▶ THE REQUEST
Copy out the jokes below in full, word for word.

▶ EXCERPTED TEXT
★ ★ ★ ★ ★
Two men walk into a bar. You'd think one of them would've noticed it.

A drunk man walked into a bar, looking for a fight. He shouts out "anyone on my left is a w:censored:! Anyone have a problem with that?" Nobody in the bar bats an eyelid. He then says "anyone on my right it gay! Anyone have a problem with that?" An elderly man stands up, and the drunk man says "D'you want a fight mister?" And the old man says "nah, I'm just on the wrong side of the bar".
 
A man goes down to his allotment one day and he finds that someone has put a couple of inches of top soil all over his patch.

He goes down again the next day, and the same thing has happened again, with another few inches of top soil added on top.

"Hmmmm," he thinks to himself, "the plot thickens..."
 
Tim Vine appears to have taken over the thread, in which case...
★ ★ ★ ★ ★
▶ Records contained within a dataset
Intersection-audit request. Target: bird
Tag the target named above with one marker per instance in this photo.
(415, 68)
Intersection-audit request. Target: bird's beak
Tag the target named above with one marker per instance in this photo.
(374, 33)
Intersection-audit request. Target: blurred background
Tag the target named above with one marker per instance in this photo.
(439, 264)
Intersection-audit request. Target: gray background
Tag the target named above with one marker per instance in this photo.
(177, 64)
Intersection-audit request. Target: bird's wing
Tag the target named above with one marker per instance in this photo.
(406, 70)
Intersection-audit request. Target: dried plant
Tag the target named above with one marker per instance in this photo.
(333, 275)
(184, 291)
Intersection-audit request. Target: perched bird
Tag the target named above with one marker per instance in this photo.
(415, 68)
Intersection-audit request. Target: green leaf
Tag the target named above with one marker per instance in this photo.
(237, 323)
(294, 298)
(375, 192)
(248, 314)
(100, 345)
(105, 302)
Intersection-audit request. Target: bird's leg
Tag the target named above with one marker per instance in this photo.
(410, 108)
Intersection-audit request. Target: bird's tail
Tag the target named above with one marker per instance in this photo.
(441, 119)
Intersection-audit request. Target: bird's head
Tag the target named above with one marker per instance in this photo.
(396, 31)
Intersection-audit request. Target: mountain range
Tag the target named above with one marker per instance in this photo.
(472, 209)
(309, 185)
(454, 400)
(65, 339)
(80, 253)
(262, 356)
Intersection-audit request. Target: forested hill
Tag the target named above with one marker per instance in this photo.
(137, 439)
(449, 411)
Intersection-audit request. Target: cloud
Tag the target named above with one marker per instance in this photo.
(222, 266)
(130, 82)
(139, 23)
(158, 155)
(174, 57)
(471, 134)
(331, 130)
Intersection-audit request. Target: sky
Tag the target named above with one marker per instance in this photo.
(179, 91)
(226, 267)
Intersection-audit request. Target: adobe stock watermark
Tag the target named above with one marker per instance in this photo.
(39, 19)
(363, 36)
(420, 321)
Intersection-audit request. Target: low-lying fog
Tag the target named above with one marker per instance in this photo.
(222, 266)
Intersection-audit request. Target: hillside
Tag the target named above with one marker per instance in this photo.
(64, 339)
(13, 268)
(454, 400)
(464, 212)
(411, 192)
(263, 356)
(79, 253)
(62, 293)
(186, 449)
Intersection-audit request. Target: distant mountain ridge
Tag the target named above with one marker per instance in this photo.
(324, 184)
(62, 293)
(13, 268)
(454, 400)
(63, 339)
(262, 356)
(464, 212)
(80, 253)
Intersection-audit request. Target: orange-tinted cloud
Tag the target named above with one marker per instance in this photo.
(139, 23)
★ ★ ★ ★ ★
▶ SOLUTION TO THIS EXERCISE
Two men walk into a bar. You'd think one of them would've noticed it.

A drunk man walked into a bar, looking for a fight. He shouts out "anyone on my left is a w:censored:! Anyone have a problem with that?" Nobody in the bar bats an eyelid. He then says "anyone on my right it gay! Anyone have a problem with that?" An elderly man stands up, and the drunk man says "D'you want a fight mister?" And the old man says "nah, I'm just on the wrong side of the bar".
 
A man goes down to his allotment one day and he finds that someone has put a couple of inches of top soil all over his patch.

He goes down again the next day, and the same thing has happened again, with another few inches of top soil added on top.

"Hmmmm," he thinks to himself, "the plot thickens..."
 
Tim Vine appears to have taken over the thread, in which case...